- _WRITTEN PROBLEM_: State how many lines in the rows below contain the string "dark". Reply with the number alone.

- _RECORDS SHOWN_:
◆ ◆ ◆ ◆

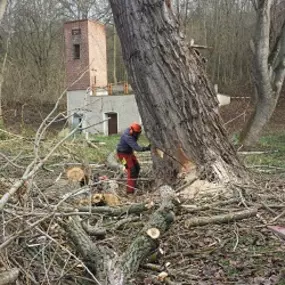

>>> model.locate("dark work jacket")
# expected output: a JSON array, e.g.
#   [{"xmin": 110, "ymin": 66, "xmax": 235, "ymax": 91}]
[{"xmin": 117, "ymin": 128, "xmax": 144, "ymax": 154}]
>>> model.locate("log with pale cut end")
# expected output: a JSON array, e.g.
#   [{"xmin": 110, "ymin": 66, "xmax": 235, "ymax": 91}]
[
  {"xmin": 122, "ymin": 186, "xmax": 178, "ymax": 279},
  {"xmin": 66, "ymin": 167, "xmax": 85, "ymax": 181},
  {"xmin": 0, "ymin": 268, "xmax": 20, "ymax": 285},
  {"xmin": 157, "ymin": 271, "xmax": 168, "ymax": 282},
  {"xmin": 146, "ymin": 228, "xmax": 160, "ymax": 239},
  {"xmin": 63, "ymin": 186, "xmax": 178, "ymax": 285},
  {"xmin": 76, "ymin": 200, "xmax": 154, "ymax": 216}
]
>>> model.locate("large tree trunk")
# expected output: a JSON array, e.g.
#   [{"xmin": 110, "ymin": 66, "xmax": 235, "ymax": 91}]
[
  {"xmin": 240, "ymin": 0, "xmax": 285, "ymax": 146},
  {"xmin": 110, "ymin": 0, "xmax": 245, "ymax": 182}
]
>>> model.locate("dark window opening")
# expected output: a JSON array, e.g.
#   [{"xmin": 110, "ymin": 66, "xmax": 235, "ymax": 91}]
[
  {"xmin": 72, "ymin": 29, "xmax": 81, "ymax": 35},
  {"xmin": 73, "ymin": 44, "xmax": 80, "ymax": 59}
]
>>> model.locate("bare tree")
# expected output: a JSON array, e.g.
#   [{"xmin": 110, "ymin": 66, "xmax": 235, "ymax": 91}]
[
  {"xmin": 241, "ymin": 0, "xmax": 285, "ymax": 146},
  {"xmin": 110, "ymin": 0, "xmax": 246, "ymax": 182},
  {"xmin": 0, "ymin": 0, "xmax": 7, "ymax": 21},
  {"xmin": 59, "ymin": 0, "xmax": 111, "ymax": 21}
]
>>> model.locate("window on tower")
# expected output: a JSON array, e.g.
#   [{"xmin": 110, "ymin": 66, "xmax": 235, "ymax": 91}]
[{"xmin": 73, "ymin": 44, "xmax": 80, "ymax": 59}]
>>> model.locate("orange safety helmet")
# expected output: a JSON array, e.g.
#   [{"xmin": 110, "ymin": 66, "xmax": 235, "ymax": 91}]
[{"xmin": 130, "ymin": 122, "xmax": 142, "ymax": 134}]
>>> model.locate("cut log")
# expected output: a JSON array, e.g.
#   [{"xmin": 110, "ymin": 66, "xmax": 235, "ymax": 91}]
[
  {"xmin": 64, "ymin": 186, "xmax": 178, "ymax": 285},
  {"xmin": 185, "ymin": 208, "xmax": 257, "ymax": 228},
  {"xmin": 122, "ymin": 186, "xmax": 178, "ymax": 280},
  {"xmin": 76, "ymin": 203, "xmax": 153, "ymax": 216},
  {"xmin": 146, "ymin": 228, "xmax": 160, "ymax": 239},
  {"xmin": 66, "ymin": 167, "xmax": 85, "ymax": 181},
  {"xmin": 0, "ymin": 268, "xmax": 20, "ymax": 285}
]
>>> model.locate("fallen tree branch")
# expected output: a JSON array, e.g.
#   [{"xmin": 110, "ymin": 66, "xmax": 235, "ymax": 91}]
[
  {"xmin": 185, "ymin": 208, "xmax": 258, "ymax": 228},
  {"xmin": 62, "ymin": 186, "xmax": 178, "ymax": 285},
  {"xmin": 0, "ymin": 268, "xmax": 20, "ymax": 285},
  {"xmin": 78, "ymin": 203, "xmax": 154, "ymax": 216},
  {"xmin": 81, "ymin": 222, "xmax": 107, "ymax": 237},
  {"xmin": 181, "ymin": 198, "xmax": 240, "ymax": 213},
  {"xmin": 122, "ymin": 186, "xmax": 177, "ymax": 279}
]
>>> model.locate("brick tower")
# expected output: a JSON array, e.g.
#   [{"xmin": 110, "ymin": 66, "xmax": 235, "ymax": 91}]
[{"xmin": 64, "ymin": 20, "xmax": 107, "ymax": 90}]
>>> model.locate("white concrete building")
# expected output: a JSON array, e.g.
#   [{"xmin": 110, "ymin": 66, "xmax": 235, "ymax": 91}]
[{"xmin": 64, "ymin": 20, "xmax": 230, "ymax": 135}]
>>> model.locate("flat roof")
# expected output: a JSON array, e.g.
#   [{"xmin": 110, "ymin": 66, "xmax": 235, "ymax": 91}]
[{"xmin": 64, "ymin": 19, "xmax": 105, "ymax": 26}]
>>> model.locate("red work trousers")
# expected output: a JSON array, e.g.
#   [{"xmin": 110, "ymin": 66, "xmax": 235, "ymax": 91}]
[{"xmin": 117, "ymin": 153, "xmax": 140, "ymax": 193}]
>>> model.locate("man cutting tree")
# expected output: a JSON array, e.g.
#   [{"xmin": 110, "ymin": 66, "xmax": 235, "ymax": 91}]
[{"xmin": 117, "ymin": 123, "xmax": 151, "ymax": 194}]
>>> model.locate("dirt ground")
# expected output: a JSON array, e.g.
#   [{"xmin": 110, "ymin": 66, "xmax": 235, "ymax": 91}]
[{"xmin": 0, "ymin": 99, "xmax": 285, "ymax": 285}]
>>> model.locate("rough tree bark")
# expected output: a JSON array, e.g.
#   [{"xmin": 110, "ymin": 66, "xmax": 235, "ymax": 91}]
[
  {"xmin": 240, "ymin": 0, "xmax": 285, "ymax": 147},
  {"xmin": 110, "ymin": 0, "xmax": 246, "ymax": 183},
  {"xmin": 64, "ymin": 186, "xmax": 179, "ymax": 285}
]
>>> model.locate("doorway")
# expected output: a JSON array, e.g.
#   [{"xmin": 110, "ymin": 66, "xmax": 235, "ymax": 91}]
[{"xmin": 106, "ymin": 113, "xmax": 118, "ymax": 136}]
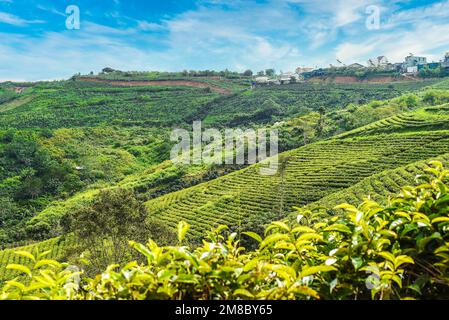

◆ ◆ ◆ ◆

- _TASK SOLUTION_: 2